- Task directions -
The copy has to match the records word for word and include no pictures.

- Records shown -

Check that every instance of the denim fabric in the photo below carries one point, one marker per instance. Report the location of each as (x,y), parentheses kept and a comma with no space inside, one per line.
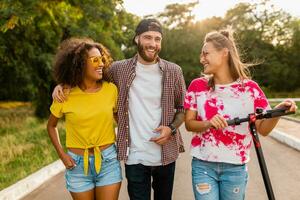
(139,181)
(77,181)
(218,181)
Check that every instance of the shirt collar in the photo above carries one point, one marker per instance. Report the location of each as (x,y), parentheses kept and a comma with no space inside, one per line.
(159,61)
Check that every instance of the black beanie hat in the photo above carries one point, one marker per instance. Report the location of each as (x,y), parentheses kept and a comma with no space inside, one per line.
(147,25)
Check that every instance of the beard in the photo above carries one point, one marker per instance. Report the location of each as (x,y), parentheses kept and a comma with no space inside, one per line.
(142,52)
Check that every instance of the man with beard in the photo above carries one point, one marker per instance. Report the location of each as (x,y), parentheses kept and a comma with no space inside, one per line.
(150,109)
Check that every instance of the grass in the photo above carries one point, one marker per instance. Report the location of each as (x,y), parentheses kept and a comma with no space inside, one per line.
(24,142)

- Answer -
Check that every instance of the denim fabric in the photo below carries one point, one marker per instance. Report the location of each as (x,y), parentheses kept and a comma with no space inside, one per line.
(139,181)
(77,181)
(218,181)
Check that every instance of the shirt collar in the photo above carries one point, one marker per instance. Report the location of each as (x,y), parentheses kept and a comma with no space inside, one per line.
(159,61)
Check that every instance of the black beanie hat in the photo above carries one point, one marker per instance. Report the location of each as (x,y), parentheses kept and a comma with no space inside, one per line.
(147,25)
Check that every instance of the beard in the photo above carries one point, one marker per instance. Report the location of each as (x,y), parentheses kept and a comma with no space inside, one per line.
(142,52)
Check that every instance of the man with beard in the photo above carries one point, one marker per instance. Report the location of each as (x,y), parentheses kept and a comma with no space inside, one per line.
(150,109)
Check that every instance of the grass in the photo above carries one point, one marker per instance. Report the location of each as (x,y), parentheses kept and a comma with no space inside, one per line.
(24,142)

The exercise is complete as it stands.